→ What the task requires:
Write each line exactly, from the line that holds "Crossing-audit request: pin the cow's leg" through the final line of the material, and no other line.
********************
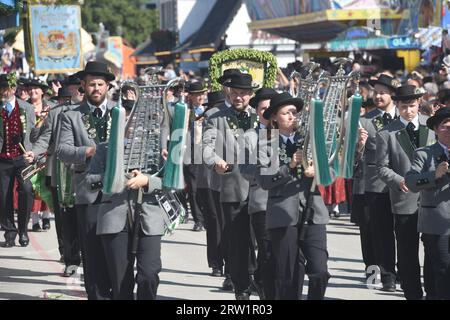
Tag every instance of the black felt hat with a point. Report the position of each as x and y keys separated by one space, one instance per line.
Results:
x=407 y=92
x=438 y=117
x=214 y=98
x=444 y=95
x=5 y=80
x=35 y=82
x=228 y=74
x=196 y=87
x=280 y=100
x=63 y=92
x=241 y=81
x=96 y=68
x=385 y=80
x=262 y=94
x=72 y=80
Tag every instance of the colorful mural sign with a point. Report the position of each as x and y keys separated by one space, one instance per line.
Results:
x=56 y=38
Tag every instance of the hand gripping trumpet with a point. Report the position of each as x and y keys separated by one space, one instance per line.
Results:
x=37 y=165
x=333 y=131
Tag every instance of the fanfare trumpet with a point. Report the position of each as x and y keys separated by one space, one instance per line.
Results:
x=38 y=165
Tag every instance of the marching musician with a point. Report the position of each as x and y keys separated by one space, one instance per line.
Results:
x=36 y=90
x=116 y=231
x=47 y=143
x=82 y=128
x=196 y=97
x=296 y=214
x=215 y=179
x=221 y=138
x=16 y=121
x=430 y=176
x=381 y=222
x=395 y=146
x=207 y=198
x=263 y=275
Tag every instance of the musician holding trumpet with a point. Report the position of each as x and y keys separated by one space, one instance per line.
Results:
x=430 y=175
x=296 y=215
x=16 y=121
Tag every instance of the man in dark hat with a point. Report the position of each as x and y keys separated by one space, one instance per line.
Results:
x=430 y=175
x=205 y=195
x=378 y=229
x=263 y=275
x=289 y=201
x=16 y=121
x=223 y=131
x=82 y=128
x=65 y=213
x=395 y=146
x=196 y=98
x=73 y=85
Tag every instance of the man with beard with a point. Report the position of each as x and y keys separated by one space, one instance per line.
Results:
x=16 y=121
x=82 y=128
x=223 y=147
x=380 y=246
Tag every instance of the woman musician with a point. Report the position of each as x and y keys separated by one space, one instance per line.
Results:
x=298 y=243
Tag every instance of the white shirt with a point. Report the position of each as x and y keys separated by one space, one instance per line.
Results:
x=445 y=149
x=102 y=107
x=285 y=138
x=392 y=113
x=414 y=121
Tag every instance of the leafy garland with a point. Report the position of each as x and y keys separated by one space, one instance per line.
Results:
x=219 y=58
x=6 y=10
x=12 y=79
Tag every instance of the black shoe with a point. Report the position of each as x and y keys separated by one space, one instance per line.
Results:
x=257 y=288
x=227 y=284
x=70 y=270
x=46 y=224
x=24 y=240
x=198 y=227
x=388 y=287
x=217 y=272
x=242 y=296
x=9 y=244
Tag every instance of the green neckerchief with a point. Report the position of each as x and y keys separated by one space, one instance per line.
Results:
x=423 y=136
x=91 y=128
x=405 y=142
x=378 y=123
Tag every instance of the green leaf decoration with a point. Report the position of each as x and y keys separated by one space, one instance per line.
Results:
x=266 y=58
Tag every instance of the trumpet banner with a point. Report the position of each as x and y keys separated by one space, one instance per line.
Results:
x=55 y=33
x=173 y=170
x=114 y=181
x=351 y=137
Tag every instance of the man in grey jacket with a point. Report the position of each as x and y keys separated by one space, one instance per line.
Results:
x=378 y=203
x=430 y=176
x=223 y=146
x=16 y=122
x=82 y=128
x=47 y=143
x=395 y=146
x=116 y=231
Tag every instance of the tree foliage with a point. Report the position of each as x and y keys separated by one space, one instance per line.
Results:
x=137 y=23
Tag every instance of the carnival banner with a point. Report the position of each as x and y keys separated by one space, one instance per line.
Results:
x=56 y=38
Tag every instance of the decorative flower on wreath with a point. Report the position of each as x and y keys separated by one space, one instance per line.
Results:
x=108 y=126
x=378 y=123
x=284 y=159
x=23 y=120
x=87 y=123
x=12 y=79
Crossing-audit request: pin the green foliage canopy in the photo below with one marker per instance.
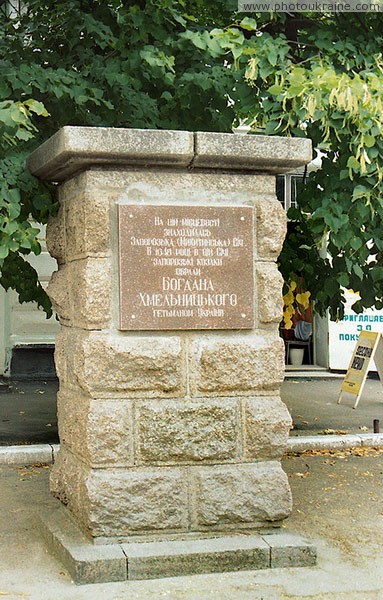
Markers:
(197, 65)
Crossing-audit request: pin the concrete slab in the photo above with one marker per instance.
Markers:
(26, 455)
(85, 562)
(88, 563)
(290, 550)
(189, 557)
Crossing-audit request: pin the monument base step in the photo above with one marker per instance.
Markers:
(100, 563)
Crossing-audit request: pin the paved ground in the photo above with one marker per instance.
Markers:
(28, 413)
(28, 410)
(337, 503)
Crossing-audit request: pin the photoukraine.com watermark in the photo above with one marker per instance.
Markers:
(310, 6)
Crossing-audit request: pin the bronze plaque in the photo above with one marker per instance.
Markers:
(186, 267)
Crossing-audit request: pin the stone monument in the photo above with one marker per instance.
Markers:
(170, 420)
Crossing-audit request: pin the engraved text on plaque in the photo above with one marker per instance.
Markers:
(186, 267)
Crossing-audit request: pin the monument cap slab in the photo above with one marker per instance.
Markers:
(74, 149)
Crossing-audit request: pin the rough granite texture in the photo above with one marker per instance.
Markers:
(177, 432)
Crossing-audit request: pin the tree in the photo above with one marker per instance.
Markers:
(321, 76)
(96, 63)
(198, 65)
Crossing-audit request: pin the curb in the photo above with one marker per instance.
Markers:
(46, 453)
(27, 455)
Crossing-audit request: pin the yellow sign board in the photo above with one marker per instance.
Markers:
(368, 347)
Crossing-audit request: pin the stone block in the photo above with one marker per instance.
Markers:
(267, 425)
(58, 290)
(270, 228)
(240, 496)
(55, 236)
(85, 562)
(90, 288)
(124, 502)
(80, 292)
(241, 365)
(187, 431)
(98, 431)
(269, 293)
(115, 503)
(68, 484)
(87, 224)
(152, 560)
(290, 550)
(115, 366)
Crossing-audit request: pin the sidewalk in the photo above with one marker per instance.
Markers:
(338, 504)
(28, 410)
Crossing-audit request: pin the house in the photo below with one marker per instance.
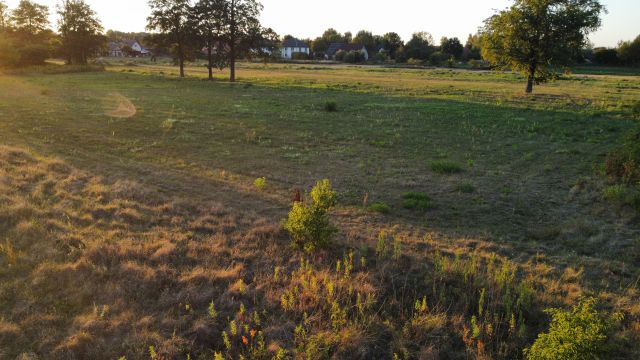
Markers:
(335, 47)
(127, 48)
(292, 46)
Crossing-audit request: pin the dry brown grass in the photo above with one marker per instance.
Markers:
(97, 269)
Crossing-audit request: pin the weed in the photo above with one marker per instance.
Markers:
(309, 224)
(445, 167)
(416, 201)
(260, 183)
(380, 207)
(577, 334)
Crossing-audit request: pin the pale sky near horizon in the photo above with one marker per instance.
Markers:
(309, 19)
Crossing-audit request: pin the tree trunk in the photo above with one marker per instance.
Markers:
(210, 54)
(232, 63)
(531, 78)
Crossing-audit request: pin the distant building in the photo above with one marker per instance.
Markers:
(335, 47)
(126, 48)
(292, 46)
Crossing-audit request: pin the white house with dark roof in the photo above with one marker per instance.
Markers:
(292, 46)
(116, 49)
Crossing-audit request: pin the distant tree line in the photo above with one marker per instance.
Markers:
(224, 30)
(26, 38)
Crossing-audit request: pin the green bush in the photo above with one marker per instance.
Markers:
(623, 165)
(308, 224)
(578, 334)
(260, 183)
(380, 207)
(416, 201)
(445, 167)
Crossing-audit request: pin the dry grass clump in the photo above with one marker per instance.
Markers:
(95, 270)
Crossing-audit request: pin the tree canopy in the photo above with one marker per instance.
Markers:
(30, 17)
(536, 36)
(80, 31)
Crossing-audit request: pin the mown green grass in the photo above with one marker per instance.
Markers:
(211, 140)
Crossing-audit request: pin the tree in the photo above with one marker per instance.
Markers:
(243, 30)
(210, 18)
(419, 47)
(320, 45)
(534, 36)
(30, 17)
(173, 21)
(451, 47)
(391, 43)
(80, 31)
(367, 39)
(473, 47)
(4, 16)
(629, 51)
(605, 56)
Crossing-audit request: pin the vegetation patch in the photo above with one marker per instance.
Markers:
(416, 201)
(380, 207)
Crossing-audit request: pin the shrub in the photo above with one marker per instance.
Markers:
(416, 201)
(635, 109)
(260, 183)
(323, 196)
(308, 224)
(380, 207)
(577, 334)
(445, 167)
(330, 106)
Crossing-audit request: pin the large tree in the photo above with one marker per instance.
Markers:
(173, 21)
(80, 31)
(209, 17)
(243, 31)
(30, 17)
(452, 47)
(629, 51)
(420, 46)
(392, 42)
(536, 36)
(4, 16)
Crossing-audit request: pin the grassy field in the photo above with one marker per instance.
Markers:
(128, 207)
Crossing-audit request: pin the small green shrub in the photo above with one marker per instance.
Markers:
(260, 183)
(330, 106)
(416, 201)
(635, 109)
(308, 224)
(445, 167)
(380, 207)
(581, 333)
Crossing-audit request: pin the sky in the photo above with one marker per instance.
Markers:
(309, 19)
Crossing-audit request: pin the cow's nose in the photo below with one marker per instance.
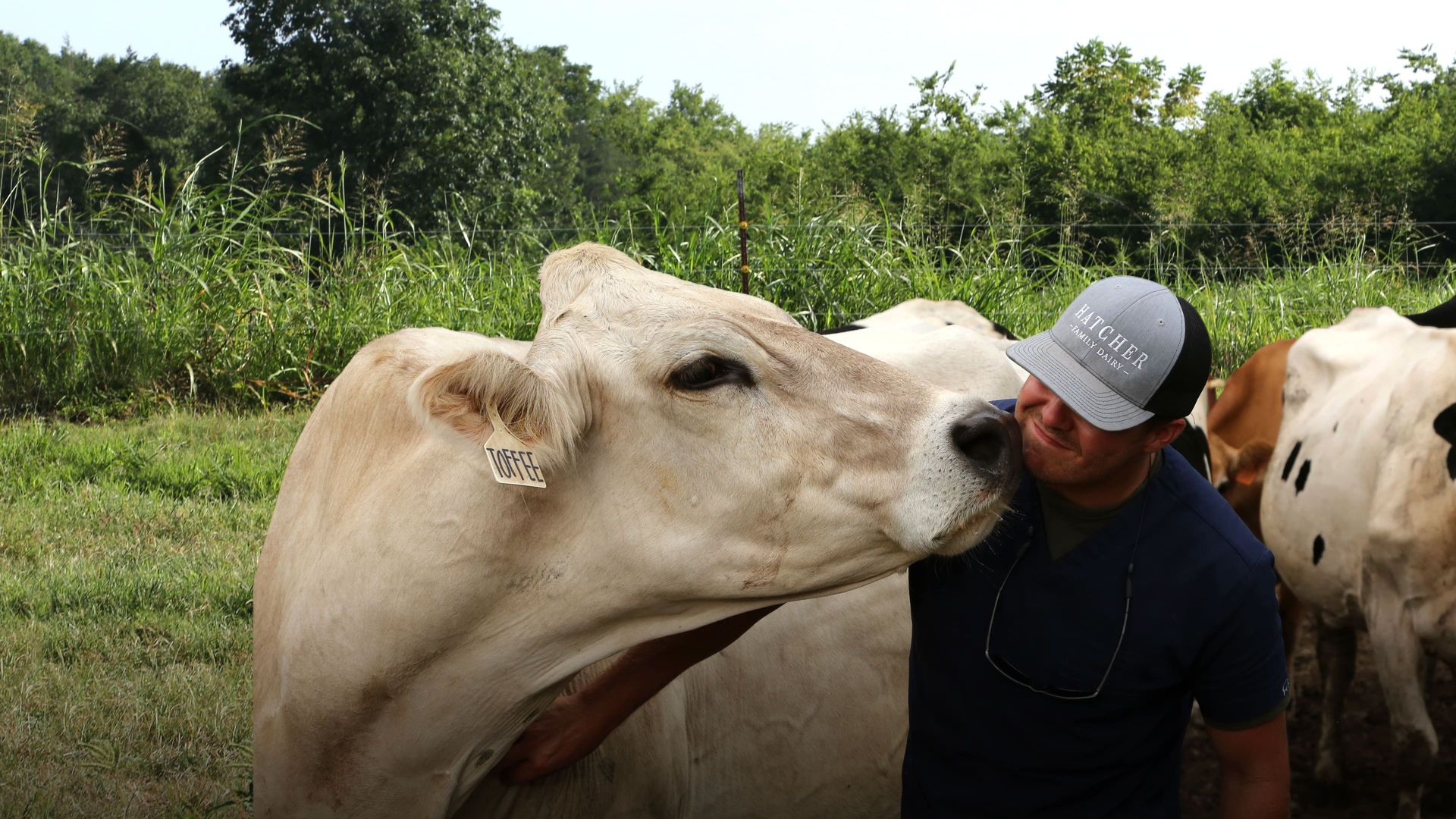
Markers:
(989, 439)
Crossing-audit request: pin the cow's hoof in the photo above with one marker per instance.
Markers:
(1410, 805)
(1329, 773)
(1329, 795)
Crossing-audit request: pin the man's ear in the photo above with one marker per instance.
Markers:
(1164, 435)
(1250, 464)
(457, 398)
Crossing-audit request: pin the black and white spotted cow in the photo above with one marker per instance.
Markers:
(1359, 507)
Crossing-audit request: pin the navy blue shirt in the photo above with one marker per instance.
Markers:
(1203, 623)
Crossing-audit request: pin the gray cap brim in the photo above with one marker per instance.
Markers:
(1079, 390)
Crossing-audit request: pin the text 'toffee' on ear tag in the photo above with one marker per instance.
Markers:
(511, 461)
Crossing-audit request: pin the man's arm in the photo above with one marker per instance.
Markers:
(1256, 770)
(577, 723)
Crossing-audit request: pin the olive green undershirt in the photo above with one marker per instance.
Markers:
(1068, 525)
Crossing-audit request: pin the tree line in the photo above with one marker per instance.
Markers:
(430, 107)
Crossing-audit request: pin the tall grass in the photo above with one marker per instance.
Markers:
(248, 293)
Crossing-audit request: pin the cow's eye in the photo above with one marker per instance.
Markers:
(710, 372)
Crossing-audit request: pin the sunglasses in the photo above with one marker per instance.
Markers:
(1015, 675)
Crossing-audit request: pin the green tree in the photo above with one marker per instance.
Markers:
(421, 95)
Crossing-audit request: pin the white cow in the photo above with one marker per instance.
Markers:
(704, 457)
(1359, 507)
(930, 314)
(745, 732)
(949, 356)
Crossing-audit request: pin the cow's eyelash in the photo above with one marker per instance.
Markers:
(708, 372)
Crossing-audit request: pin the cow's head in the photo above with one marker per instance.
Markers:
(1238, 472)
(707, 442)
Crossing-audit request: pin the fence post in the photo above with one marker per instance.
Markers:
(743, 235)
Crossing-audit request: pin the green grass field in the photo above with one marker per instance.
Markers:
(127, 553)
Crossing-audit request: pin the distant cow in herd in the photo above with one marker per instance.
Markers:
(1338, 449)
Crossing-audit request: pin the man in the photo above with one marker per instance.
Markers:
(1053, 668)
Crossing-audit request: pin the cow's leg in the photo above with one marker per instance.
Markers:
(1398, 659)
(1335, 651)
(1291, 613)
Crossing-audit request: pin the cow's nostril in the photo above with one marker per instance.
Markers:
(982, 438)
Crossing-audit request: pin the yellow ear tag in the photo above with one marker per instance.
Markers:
********************
→ Task solution:
Crossing-audit request: pin the cow's leg in the photo above with one marker per instance.
Markers:
(1398, 659)
(1335, 651)
(1291, 613)
Crossing-audit request: pin the cow's nostril in the photo above with one marker per instance.
Markers:
(982, 438)
Crossing-audit request: pin the yellow ear tag in the photo above with one marker per instance.
Markers:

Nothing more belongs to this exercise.